* TASK REQUIREMENTS
The required output consists solely of the lines from the line containing "Practice step: pin every instance of the table" through the end of the records, copied exactly.

* DATA EXTRACT
════════════════
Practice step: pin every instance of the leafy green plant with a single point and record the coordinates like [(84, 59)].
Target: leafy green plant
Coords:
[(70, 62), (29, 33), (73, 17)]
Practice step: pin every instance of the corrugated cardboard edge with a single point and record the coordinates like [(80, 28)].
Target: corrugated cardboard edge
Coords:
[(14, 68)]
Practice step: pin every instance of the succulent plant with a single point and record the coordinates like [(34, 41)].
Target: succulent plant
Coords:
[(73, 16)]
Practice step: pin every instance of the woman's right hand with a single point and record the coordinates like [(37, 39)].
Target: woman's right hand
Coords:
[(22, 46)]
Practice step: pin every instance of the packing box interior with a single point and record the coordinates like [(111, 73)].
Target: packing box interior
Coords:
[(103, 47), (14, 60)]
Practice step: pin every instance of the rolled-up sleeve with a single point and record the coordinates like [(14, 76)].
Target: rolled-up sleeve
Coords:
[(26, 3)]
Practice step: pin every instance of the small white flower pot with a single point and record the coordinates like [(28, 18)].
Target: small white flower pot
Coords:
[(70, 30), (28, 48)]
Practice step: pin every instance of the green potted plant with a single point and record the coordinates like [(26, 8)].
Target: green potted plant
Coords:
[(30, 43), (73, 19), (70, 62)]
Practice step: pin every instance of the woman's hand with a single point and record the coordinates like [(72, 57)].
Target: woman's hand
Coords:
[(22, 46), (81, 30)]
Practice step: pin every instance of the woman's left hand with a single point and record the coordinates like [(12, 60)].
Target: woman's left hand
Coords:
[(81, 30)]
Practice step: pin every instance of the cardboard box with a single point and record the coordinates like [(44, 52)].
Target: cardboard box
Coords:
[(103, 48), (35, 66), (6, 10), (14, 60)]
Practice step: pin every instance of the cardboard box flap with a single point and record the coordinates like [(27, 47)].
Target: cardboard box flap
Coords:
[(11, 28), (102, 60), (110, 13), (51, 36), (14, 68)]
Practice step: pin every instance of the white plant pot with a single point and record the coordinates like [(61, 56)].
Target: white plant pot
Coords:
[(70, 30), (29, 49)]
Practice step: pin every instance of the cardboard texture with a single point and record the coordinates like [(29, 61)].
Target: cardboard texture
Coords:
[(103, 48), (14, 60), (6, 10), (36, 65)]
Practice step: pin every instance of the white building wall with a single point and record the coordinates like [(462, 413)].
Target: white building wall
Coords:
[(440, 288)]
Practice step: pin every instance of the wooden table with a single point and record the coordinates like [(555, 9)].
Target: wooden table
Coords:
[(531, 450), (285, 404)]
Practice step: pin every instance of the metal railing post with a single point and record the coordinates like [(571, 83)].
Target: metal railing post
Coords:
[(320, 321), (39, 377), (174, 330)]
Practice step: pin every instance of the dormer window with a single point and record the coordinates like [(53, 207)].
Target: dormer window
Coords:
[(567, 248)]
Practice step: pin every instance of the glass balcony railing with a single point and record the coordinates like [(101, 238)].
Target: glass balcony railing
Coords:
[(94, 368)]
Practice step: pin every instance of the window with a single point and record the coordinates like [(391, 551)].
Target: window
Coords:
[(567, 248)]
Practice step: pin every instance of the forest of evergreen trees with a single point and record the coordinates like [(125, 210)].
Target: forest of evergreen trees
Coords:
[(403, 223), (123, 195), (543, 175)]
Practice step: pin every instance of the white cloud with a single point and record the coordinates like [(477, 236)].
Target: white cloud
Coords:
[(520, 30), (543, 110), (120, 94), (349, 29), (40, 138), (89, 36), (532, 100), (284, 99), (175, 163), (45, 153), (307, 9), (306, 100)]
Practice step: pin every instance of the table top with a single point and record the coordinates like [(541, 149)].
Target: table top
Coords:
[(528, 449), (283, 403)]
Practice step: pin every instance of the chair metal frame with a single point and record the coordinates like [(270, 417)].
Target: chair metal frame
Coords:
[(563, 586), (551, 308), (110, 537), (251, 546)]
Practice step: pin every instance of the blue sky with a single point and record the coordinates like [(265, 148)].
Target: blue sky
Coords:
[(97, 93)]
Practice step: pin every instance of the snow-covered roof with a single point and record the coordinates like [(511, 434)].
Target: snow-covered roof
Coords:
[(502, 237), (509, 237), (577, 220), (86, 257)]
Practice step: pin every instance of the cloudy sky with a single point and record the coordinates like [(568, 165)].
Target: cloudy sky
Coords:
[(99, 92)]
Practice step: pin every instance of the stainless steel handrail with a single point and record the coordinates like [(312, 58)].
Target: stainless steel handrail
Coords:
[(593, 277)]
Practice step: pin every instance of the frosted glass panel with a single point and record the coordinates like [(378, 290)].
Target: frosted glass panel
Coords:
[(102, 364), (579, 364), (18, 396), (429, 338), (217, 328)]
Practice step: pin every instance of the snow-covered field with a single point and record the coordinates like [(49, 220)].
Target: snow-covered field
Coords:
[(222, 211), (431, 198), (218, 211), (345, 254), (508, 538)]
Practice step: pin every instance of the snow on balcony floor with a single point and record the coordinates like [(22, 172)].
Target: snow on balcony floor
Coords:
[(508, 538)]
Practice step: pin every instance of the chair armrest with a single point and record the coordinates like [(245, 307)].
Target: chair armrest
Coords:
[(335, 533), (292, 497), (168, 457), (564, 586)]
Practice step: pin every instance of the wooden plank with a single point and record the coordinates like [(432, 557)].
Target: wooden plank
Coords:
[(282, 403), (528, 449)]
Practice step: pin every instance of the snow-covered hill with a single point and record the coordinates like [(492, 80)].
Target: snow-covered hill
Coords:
════════════════
* WRITTEN RESPONSE
Practice step: pin every instance of the table top with a single point and record the coordinates like [(541, 149)].
Target: table top
Coords:
[(528, 449), (283, 403)]
Practice step: pin every instance of the chair metal frame with a single point and record the coordinates like [(270, 417)].
Target: chair metal frame
Coords:
[(563, 586), (551, 308), (110, 537), (251, 546)]
Practice step: pin every instance of the blue sky with a single point and record the coordinates like [(265, 148)].
Target: blue sky
Coords:
[(97, 93)]
Practice step: pin every instance of the snow-covered roof with a single point and record the coordinates like [(511, 434)].
Target: snow-covered roof
Coords:
[(502, 237), (509, 237), (577, 220), (86, 257)]
Practice step: pin every instance of the cloudy sky with a single point and record the coordinates like [(568, 165)].
Target: cloudy sky
Coords:
[(99, 92)]
Practice step: pin every instance of the stainless steel handrail with a single point and record the coordinates like [(312, 58)].
Target: stainless steel handrail
Coords:
[(593, 277)]
Practice step: pin every instance of the frosted glass panel with a single point and record the coordinates like [(378, 290)].
Target: frosted glass panel
Coords:
[(102, 364), (579, 364), (18, 396), (429, 338), (217, 328)]
Practice step: pin every instance of the snow-covered field with a single point and record the coordinates like [(49, 220)].
Target: snow-covered field
Coords:
[(222, 211), (431, 198), (218, 211), (345, 254), (508, 538)]
Practice step: pin every instance of the snow on balcony floor with a single point and record the coordinates like [(22, 172)].
Target: snow on balcony floor
Coords:
[(508, 538)]
Practice step: pin every instance of the chair armrest with a single point and record the coordinates like [(245, 307)].
Target: chair armrest
Coords:
[(335, 533), (292, 497), (168, 457), (564, 586)]
Practice step: pin every instance of the wooden plank with a single point and record the coordinates like [(432, 557)].
Target: wooden plank
Coords:
[(282, 403), (528, 449)]
Practice step: pin every instance of the snow-covered hill with a single point and record the coordinates like [(492, 80)].
Target: snow-covered hill
Coords:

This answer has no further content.